Given data »
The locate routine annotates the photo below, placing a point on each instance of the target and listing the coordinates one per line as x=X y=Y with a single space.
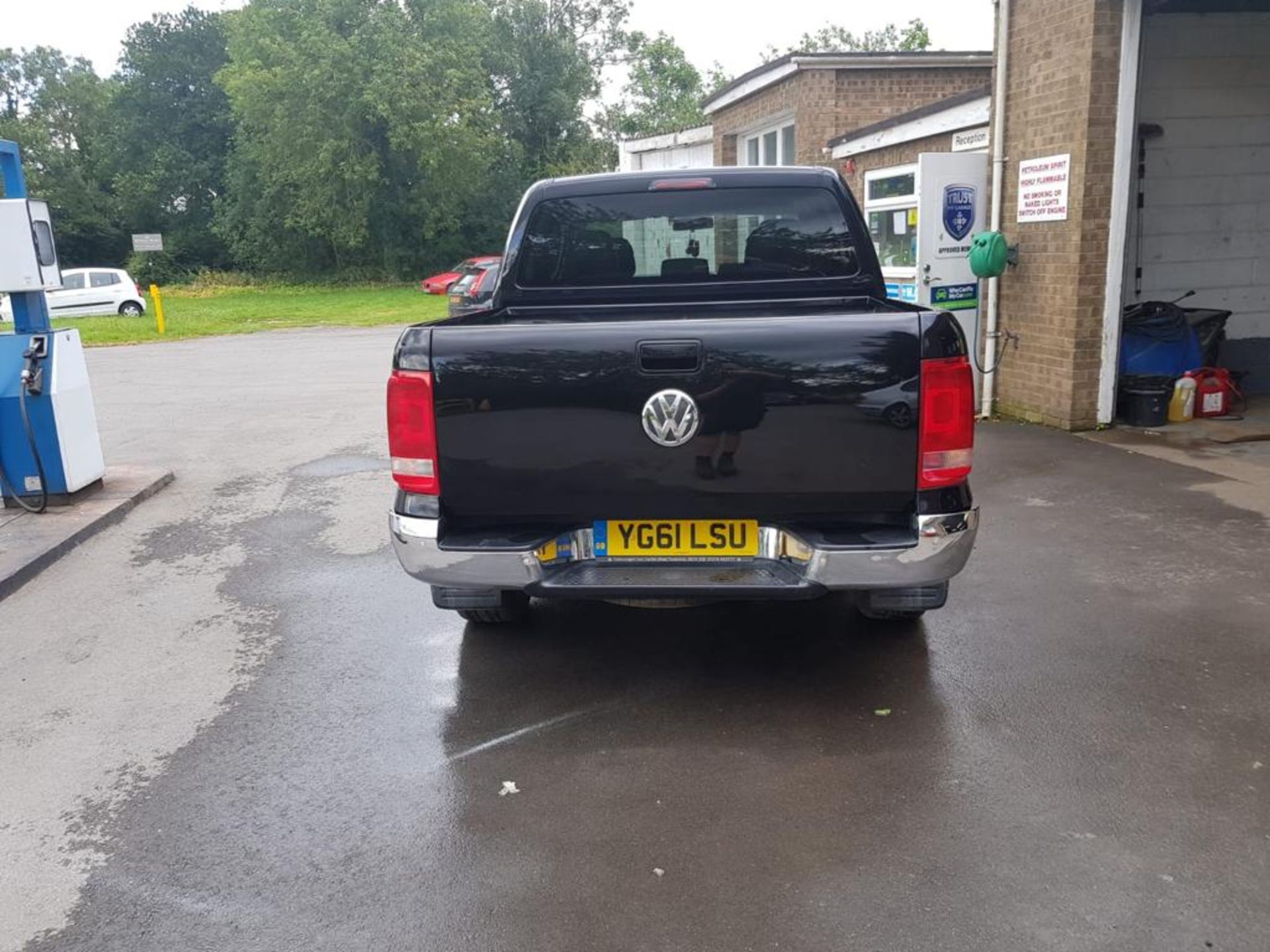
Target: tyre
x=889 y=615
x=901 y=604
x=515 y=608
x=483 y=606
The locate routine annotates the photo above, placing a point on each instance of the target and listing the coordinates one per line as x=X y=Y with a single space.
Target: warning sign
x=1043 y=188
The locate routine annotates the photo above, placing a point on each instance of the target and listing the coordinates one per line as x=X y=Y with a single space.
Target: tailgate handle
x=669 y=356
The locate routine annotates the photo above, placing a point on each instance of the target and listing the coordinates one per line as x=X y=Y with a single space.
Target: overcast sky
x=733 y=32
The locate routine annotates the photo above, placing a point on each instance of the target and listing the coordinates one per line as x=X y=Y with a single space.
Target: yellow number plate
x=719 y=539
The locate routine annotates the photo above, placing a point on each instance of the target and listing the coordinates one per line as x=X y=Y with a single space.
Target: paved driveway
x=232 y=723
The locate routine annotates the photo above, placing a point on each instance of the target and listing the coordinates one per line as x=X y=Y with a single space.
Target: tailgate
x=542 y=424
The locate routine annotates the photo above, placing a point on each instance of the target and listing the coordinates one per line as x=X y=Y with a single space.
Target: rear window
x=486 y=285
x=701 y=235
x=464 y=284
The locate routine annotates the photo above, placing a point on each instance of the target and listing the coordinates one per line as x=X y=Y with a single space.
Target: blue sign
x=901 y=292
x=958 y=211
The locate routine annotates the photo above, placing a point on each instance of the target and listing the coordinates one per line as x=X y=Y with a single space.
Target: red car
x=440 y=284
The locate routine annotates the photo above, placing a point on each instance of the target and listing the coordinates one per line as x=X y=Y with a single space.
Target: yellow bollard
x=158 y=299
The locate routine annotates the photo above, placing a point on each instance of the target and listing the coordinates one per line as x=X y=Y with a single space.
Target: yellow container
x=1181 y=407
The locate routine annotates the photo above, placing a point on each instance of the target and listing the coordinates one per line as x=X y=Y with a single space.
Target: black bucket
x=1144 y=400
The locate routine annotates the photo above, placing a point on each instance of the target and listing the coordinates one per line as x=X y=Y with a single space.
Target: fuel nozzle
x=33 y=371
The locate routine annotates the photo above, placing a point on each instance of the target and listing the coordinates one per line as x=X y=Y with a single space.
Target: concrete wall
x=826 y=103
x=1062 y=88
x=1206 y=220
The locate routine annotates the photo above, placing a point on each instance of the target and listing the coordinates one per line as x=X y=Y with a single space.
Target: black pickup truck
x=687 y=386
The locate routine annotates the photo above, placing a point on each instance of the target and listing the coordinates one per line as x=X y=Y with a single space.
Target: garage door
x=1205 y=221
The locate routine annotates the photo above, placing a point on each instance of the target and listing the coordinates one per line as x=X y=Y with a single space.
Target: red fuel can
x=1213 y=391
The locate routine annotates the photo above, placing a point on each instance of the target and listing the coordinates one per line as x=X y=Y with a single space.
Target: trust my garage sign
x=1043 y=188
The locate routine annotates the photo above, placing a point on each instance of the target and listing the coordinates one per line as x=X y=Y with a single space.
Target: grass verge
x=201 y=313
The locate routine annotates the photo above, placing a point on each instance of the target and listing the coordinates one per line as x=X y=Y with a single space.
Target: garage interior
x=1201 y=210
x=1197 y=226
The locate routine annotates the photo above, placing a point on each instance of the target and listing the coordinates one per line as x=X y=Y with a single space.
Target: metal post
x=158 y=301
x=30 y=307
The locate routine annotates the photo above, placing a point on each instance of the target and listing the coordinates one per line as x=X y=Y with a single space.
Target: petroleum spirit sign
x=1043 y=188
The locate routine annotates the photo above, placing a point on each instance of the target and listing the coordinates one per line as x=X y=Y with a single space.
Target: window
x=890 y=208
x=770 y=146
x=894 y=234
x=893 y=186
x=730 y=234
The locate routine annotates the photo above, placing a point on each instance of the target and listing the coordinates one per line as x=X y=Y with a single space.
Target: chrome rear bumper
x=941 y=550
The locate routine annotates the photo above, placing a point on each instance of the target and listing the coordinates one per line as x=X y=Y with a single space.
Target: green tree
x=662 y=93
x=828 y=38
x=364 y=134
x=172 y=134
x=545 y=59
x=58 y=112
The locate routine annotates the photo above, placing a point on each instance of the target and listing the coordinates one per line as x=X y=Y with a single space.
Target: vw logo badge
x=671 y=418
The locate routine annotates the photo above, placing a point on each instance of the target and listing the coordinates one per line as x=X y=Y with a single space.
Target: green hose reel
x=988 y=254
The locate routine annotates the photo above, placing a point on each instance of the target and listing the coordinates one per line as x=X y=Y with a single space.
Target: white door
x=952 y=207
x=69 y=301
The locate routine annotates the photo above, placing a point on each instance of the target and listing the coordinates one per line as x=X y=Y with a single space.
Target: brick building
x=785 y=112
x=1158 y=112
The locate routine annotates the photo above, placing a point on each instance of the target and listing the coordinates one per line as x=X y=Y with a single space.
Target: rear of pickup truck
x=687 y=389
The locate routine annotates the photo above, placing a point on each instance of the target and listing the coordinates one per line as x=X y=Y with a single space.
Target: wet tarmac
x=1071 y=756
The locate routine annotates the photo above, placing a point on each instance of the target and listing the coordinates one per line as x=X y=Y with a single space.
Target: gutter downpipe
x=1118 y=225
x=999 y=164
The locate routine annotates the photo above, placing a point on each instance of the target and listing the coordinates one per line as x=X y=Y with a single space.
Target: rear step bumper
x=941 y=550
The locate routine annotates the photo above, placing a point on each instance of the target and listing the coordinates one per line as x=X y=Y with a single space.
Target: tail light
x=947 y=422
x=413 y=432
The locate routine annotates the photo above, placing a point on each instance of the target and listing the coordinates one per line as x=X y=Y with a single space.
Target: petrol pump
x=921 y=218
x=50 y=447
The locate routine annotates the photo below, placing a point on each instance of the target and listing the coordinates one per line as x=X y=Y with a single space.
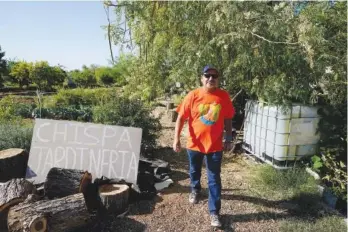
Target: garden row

Directions for this task »
Put all the lines above into a numbered list, skipping any blank lines and leaving out the pictures.

The output »
1. The locate routine annotates the photo below, placing a point on each instance of the target and listing the coordinates one per line as x=X y=Y with a single space.
2. Target: tyre
3. x=889 y=615
4. x=901 y=604
5. x=515 y=608
6. x=483 y=606
7. The locate routine annotates the photo above, placing a point on each instance of the target and listing the coordinates one per line as x=X y=Y with a single space.
8. Target: warning sign
9. x=1043 y=188
10. The locate routine annotates the photo above, placing a point on each instance of the target and listing the coordinates one per line as x=X y=Y with a single space.
11. Target: tailgate handle
12. x=669 y=356
13. The locate routine annotates the photo above, placing a point on each instance of the target and listing the coordinates one per line as x=X y=Y with a single space.
14. Target: overcast sky
15. x=733 y=32
16. The locate routine annotates the photo above, placing a point on each instance of the target and listing the coordinates one per line as x=X y=Y with a single space.
17. Target: yellow number plate
18. x=719 y=539
19. The locate routine annotates the photo above, placing a point on each instance of the target and listing the coordinates one per line as x=X y=Y with a single space.
20. Target: paved driveway
21. x=232 y=723
22. The locate routine annotates the photo above, placing a point on each instance of the target and listing the coordinates one per line as x=X y=Y with a single space.
23. Target: tailgate
24. x=542 y=424
25. The locate routine annotates the photo above, placing a point on each instance of the target and listing the coordinates one per line as x=X y=Y with a single space.
26. Target: rear window
27. x=486 y=285
28. x=701 y=235
29. x=464 y=284
30. The locate routine annotates the photo above, placing a point on each instance of the target and listing the coordinates one per line as x=X y=Y with a single space.
31. Target: blue sign
32. x=901 y=292
33. x=958 y=211
34. The locate routine annotates the photo above, placing a point on each instance of the target and listing the coordinates one per line as x=X y=Y with a single space.
35. Target: red car
36. x=440 y=284
37. The locate routine annotates the photo above, placing a point on each instance of the target and listing the coordinates one per line as x=X y=Y with a single space.
38. Target: yellow bollard
39. x=158 y=299
40. The locate routine annotates the photo above, placing a point on each instance of the target and listing the coordinates one per line as x=X y=Y with a single space.
41. Target: yellow container
42. x=1181 y=407
43. The locate routine annotates the photo above, placing a point on each instance of the target and listing the coordinates one per line as x=X y=Y with a single space.
44. Target: black bucket
45. x=1144 y=400
46. The locate routine annotates the photo above, placing a point on each instance of the target and listing the coordinates one per line as x=X y=Y with a single space.
47. Target: fuel nozzle
48. x=33 y=371
49. The locate routine annotates the photo above, placing a point on each instance of the target and listing the coordinates one per line as x=X y=Y with a single space.
50. Target: concrete wall
51. x=826 y=103
52. x=1062 y=88
53. x=1206 y=220
54. The locate routine annotates the photo above, placing a point on each instance of the target and listing the coordinates one per line as x=X y=Y with a single space.
55. Target: black pickup truck
56. x=687 y=386
57. The locate routine annotates the photo above, placing a point on each instance of the target and listing the coordinates one per line as x=X y=Y with a single space.
58. Target: garage door
59. x=1205 y=221
60. The locate routine annotates the photo above, placing a point on each instance of the target and listing the coordinates one per line as x=X y=Y with a single space.
61. Target: red fuel can
62. x=1213 y=391
63. The locate routine annotates the photo above, placing a point on each instance of the target and listing the coordinates one per line as x=X y=Y with a single space.
64. Target: trust my garage sign
65. x=1043 y=188
66. The locate routine annotates the photo above, placing a point on each instance of the target and listing the coordinates one per line as x=X y=Y with a single space.
67. Target: grass verge
68. x=201 y=313
69. The locate routine annotates the photo above, placing a point on each instance of the target and listing the coordinates one per line as x=X y=Y with a single space.
70. Target: garage interior
71. x=1201 y=210
72. x=1197 y=226
73. The locate routine annotates the photo above, placing a point on each instance of the target and listing the coordinates one per line as x=X y=Y with a single space.
74. Target: metal post
75. x=158 y=301
76. x=30 y=307
77. The locate routine annotates the photo above, placing a point on each instance of the target and listing the coordinates one per line as x=X y=Y with a single space.
78. Target: petroleum spirit sign
79. x=1043 y=188
80. The locate routine annotates the photo above, placing a point on each instance of the target and listing the coordinates one per line as x=X y=Y with a single space.
81. Target: window
82. x=890 y=208
83. x=770 y=146
84. x=894 y=234
85. x=893 y=186
86. x=730 y=234
87. The locate routine annotates the photo above, placing a point on each instance of the target and listing the coordinates one per line as x=X y=Y with a single space.
88. Target: chrome rear bumper
89. x=941 y=550
90. The locate routine annotates the photo above, placing a point on each instance of the target and listing the coordinates one per line as x=X y=Y with a single space.
91. Target: green tree
92. x=662 y=93
93. x=828 y=38
94. x=364 y=134
95. x=172 y=134
96. x=545 y=59
97. x=58 y=112
98. The locate routine annotates the photo above, placing a point on each instance of the target and listing the coordinates one per line as x=X y=Y with a single space.
99. Target: vw logo badge
100. x=671 y=418
101. The locate routine annotates the photo above, placing a point on each instance of the target and listing the coordinates one per line as x=X y=Y with a single space.
102. Target: green hose reel
103. x=988 y=254
104. The locate routine annotates the photo above, placing a point on each instance of the target and listing the coordinates one per line as x=X y=Y with a single space.
105. Target: white door
106. x=952 y=207
107. x=69 y=301
108. The locate routine annotates the photo above, placing a point on each instance of the target and listing the coordinates one per line as x=X y=Y with a single space.
109. Target: brick building
110. x=785 y=112
111. x=1158 y=112
112. The locate routine annotates the photo above, placing a point on each instance of the target and listing the coordinates one per line as x=X y=Y with a single space.
113. Target: rear of pickup truck
114. x=687 y=389
115. The locate routine annotates the photo above, placing a point on each instance of the target and listing the coordinates one per line as x=X y=Y with a single space.
116. Target: wet tarmac
117. x=1071 y=756
118. The locate routine annotates the photo above, placing a point on each instance of the target and listing the coordinates one per line as x=X y=Y with a single space.
119. Target: gutter downpipe
120. x=1118 y=225
121. x=999 y=164
122. The locate routine annotates the photo above, placing a point on each instance of the target and listing the coordinates one per line as x=X y=Y with a single space.
123. Target: rear step bumper
124. x=941 y=550
125. The locate routine annotates the photo above, placing a point on each instance of the target and listing the coordinates one per line as x=X y=Y with a single space.
126. Target: tail light
127. x=947 y=422
128. x=413 y=432
129. The locate routine annotates the photo above, placing a point on each instance of the target and listing the coordinates one per line as x=X y=Y with a single space.
130. Target: petrol pump
131. x=921 y=218
132. x=50 y=447
133. The locate routine annotates the photo below, placing a point on each instance of the target and listing the coordinates one per line as x=X y=Y with a single space.
134. Target: garden row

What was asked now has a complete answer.